▶ **Work required**
Return every one of the records below verbatim, keeping each line in its original order.
- - - - -
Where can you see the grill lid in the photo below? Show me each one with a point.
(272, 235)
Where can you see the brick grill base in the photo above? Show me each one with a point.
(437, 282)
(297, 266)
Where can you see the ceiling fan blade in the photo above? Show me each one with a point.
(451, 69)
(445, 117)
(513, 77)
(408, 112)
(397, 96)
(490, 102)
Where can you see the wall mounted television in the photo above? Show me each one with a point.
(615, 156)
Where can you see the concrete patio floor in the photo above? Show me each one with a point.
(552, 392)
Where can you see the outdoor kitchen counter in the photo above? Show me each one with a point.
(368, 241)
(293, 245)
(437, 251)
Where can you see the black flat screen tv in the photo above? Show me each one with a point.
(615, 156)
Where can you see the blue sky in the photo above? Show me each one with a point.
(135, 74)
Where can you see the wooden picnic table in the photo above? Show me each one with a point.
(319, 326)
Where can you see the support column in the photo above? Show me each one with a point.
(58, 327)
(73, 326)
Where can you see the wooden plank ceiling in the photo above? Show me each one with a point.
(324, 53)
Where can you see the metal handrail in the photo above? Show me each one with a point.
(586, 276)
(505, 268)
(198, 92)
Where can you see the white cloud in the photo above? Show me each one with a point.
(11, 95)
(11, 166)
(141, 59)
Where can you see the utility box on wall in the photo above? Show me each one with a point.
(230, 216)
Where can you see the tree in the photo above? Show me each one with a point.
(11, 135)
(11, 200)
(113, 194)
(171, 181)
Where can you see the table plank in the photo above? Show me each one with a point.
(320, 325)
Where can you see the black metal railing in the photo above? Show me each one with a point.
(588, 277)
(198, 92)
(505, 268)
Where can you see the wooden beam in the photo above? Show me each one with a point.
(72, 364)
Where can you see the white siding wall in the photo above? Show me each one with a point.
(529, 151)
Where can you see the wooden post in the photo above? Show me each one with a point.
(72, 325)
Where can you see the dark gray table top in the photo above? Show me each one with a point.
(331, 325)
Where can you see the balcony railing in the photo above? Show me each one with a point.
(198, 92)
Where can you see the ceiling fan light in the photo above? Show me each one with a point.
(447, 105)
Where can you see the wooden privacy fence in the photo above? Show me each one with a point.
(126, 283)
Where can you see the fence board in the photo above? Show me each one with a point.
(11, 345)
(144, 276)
- - - - -
▶ **Complete response**
Where can you see the grill lid in the photo below? Show me each one with a point.
(272, 235)
Where can you see the brick grill base in the photo above? Show me each one with a point.
(437, 282)
(297, 266)
Where can you see the ceiling fan blade in the photo above? Show me each one with a point.
(451, 69)
(445, 117)
(513, 77)
(408, 112)
(397, 96)
(490, 102)
Where can you see the wall mounted television in the photo above? Show me each one with a point.
(615, 156)
Where can you see the concrete patio floor in the photo above? Show me each one with a point.
(552, 392)
Where can you see the outdoor kitchen counter in the photo above? Show me each one with a point.
(368, 241)
(293, 245)
(437, 251)
Where can you see the black flat screen tv in the photo above? Show me each one with a point.
(615, 156)
Where can you see the blue sky in the photo above? Show me each one with a point.
(135, 74)
Where can you see the wooden picnic table in the photo above? Show me each one with a point.
(319, 326)
Where can you see the support column in the photo above? Show me each one with a point.
(58, 327)
(73, 326)
Where can you see the wooden plank ceiling in the photo above? Show me each one with a point.
(324, 53)
Where can you see the metal handrail in the photo above? Show me each one with a point.
(586, 276)
(505, 268)
(198, 92)
Where can you see the white cloud in the photo above? Show me each one with a point.
(11, 95)
(11, 166)
(141, 59)
Where can you see the utility box on wall in the photo above? Show me each one with a point.
(230, 216)
Where can you see the tree in the photo above? Show me each one with a point.
(11, 135)
(11, 200)
(113, 194)
(171, 181)
Where can you see the table plank in the photo above? Show me each one with a point.
(320, 325)
Where can you see the black metal railing in the photo above? Show me each one with a point.
(588, 277)
(198, 92)
(505, 268)
Where can you see the wooden beam in the photo above? Show me each one with a point.
(72, 364)
Where can you see the white siding wall in the photo above? Show me each one with a point.
(529, 151)
Where can you see the wooden post in the photo above? Show me each one with a point.
(72, 325)
Where can you see the dark gray table top in the photo above? Show me each one with a point.
(331, 325)
Where can you see the balcony railing in the photo above? Show me each one with a point.
(198, 92)
Where can you see the ceiling fan light in the photo above? Show me each one with a point.
(447, 105)
Where can you see the wooden privacy fence in the photo above? Show me each one with a point.
(126, 283)
Where can you see the fence board in the photo above? Show me each one with a point.
(11, 345)
(144, 276)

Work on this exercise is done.